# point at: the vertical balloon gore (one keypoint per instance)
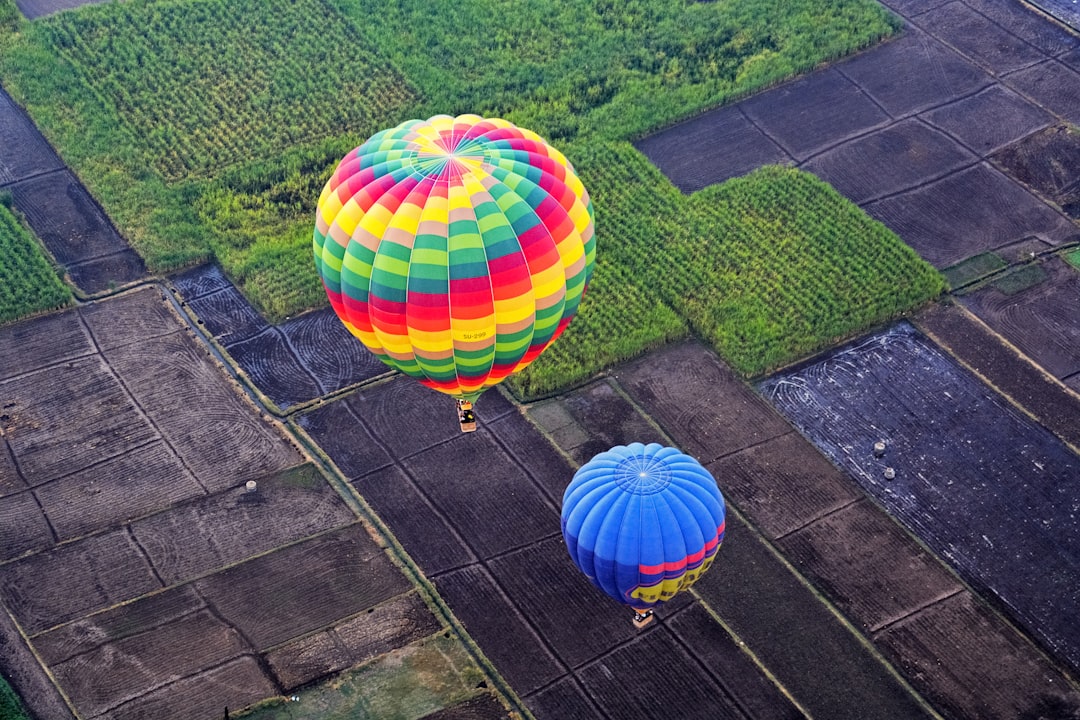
(456, 249)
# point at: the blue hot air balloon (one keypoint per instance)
(643, 522)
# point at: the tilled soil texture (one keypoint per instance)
(969, 213)
(478, 514)
(1054, 84)
(294, 363)
(711, 148)
(1049, 162)
(24, 152)
(889, 161)
(1041, 320)
(78, 233)
(979, 38)
(35, 9)
(877, 574)
(998, 363)
(1064, 10)
(148, 578)
(984, 486)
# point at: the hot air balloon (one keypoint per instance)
(643, 522)
(456, 249)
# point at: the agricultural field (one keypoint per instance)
(767, 269)
(28, 282)
(11, 707)
(207, 127)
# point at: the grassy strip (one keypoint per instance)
(767, 269)
(973, 268)
(28, 282)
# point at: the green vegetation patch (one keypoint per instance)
(203, 84)
(613, 68)
(767, 269)
(11, 707)
(205, 127)
(404, 684)
(10, 18)
(974, 268)
(28, 282)
(1021, 279)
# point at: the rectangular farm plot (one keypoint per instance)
(329, 352)
(499, 629)
(730, 665)
(406, 417)
(34, 344)
(980, 39)
(201, 412)
(678, 685)
(1054, 85)
(211, 83)
(968, 213)
(711, 148)
(340, 434)
(400, 621)
(196, 538)
(68, 417)
(1020, 19)
(100, 628)
(304, 587)
(986, 488)
(564, 698)
(578, 620)
(782, 484)
(23, 526)
(813, 112)
(419, 526)
(23, 150)
(990, 119)
(62, 213)
(868, 566)
(73, 580)
(131, 317)
(610, 419)
(1042, 321)
(914, 72)
(510, 512)
(146, 479)
(970, 664)
(10, 481)
(699, 402)
(116, 673)
(898, 158)
(237, 683)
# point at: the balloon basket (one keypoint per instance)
(467, 417)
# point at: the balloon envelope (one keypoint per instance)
(456, 248)
(643, 521)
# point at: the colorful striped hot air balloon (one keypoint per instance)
(643, 522)
(456, 248)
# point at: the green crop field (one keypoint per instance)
(28, 282)
(207, 127)
(768, 268)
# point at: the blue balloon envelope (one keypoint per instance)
(643, 521)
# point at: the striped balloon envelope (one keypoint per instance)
(643, 521)
(456, 248)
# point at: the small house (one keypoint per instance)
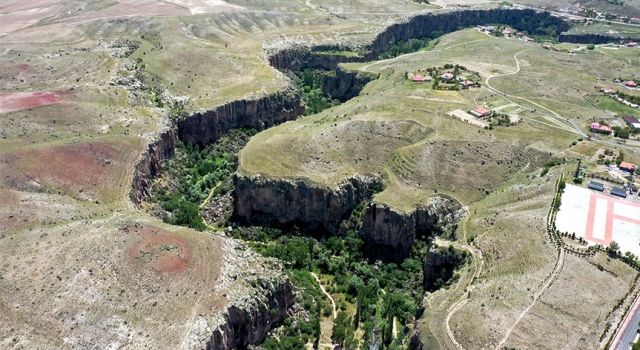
(633, 122)
(619, 191)
(628, 167)
(631, 84)
(480, 112)
(598, 186)
(420, 78)
(601, 129)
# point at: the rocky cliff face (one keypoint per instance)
(206, 127)
(259, 297)
(440, 265)
(149, 165)
(297, 58)
(588, 38)
(250, 326)
(390, 233)
(343, 85)
(284, 202)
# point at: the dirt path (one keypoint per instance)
(550, 279)
(477, 256)
(374, 63)
(324, 291)
(555, 117)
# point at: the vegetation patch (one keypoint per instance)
(194, 175)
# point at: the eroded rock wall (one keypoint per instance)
(246, 326)
(390, 233)
(206, 127)
(149, 165)
(287, 202)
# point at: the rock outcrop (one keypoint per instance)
(534, 22)
(390, 233)
(298, 58)
(285, 202)
(440, 265)
(206, 127)
(260, 297)
(250, 326)
(343, 86)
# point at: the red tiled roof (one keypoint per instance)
(418, 77)
(447, 75)
(630, 83)
(627, 166)
(599, 127)
(482, 110)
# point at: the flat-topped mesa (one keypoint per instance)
(285, 202)
(390, 234)
(532, 21)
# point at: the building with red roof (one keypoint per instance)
(633, 122)
(420, 78)
(447, 76)
(626, 166)
(481, 112)
(602, 129)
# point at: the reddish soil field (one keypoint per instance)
(26, 100)
(81, 168)
(160, 250)
(23, 67)
(8, 206)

□ □ □ □

§ Required work
Return every line above word for word, minus images.

§ Problem solution
# point at: the vertical balloon gore (one keypoint per instance)
(456, 249)
# point at: the blue hot air balloon (one keypoint per instance)
(643, 522)
# point at: the tilled soil texture (one keypoint per instance)
(969, 213)
(478, 514)
(1054, 84)
(294, 363)
(711, 148)
(1049, 162)
(24, 152)
(889, 161)
(1041, 320)
(78, 233)
(979, 38)
(35, 9)
(877, 574)
(998, 363)
(1064, 10)
(148, 578)
(984, 486)
# point at: the hot air balloon (one keypoint per instance)
(643, 522)
(456, 249)
# point at: the agricultural field (one keypoint per instance)
(767, 269)
(28, 282)
(11, 707)
(207, 127)
# point at: the grassy strip (one keypoint per instance)
(767, 269)
(973, 268)
(28, 282)
# point at: the green vegetation patch (one keypoint per instance)
(203, 84)
(613, 68)
(767, 269)
(11, 707)
(205, 127)
(404, 684)
(10, 18)
(974, 268)
(28, 282)
(1021, 279)
# point at: the rectangular farm plot (one keypoint per instance)
(329, 352)
(499, 629)
(730, 665)
(406, 417)
(34, 344)
(980, 39)
(201, 412)
(678, 685)
(1054, 85)
(211, 83)
(968, 213)
(711, 148)
(340, 434)
(400, 621)
(196, 538)
(68, 417)
(1020, 19)
(100, 628)
(304, 587)
(986, 488)
(564, 698)
(578, 620)
(782, 484)
(23, 526)
(813, 112)
(419, 526)
(23, 150)
(990, 119)
(62, 213)
(868, 566)
(73, 580)
(131, 317)
(610, 419)
(1042, 321)
(914, 72)
(510, 512)
(146, 479)
(970, 664)
(10, 481)
(699, 402)
(116, 673)
(898, 158)
(237, 683)
# point at: the balloon basket (one keypoint per instance)
(467, 417)
# point at: the balloon envelope (one keypoint per instance)
(456, 248)
(643, 521)
# point at: the colorful striped hot air balloon (one keypoint per instance)
(643, 522)
(456, 248)
# point at: the green crop field (one keypoint per instance)
(28, 282)
(207, 127)
(768, 268)
# point at: the blue balloon envelope (one keypoint per instance)
(643, 521)
# point at: the striped balloon envelope (one keypoint per instance)
(643, 521)
(456, 248)
# point at: the small house (one keypoint per instance)
(633, 122)
(619, 191)
(628, 167)
(631, 84)
(480, 112)
(598, 186)
(420, 78)
(601, 129)
# point at: the rocky cliff face (one keypoint per instance)
(206, 127)
(259, 297)
(440, 265)
(149, 165)
(297, 58)
(588, 38)
(250, 326)
(390, 233)
(343, 85)
(284, 202)
# point at: the dirt path (one keypoint per instance)
(550, 279)
(477, 256)
(374, 63)
(324, 291)
(555, 117)
# point at: the vegetation patch (one keypoint per instance)
(194, 175)
# point at: the eroded rock wall (one keypoint per instance)
(246, 326)
(390, 233)
(206, 127)
(149, 165)
(287, 202)
# point at: the rock outcrop (one keypoint per instance)
(534, 22)
(390, 233)
(298, 58)
(285, 202)
(440, 265)
(206, 127)
(260, 297)
(250, 326)
(343, 86)
# point at: the red tiled roof (one keypoint per instance)
(418, 77)
(447, 75)
(630, 83)
(627, 166)
(599, 127)
(482, 110)
# point at: the flat-topped mesa (one keypoint per instance)
(285, 202)
(390, 234)
(532, 21)
# point at: the building with red roof (one keypoint per instance)
(633, 122)
(420, 78)
(447, 76)
(626, 166)
(481, 112)
(602, 129)
# point at: the reddish soil field (one keypoint per instance)
(26, 100)
(81, 168)
(160, 250)
(23, 67)
(8, 206)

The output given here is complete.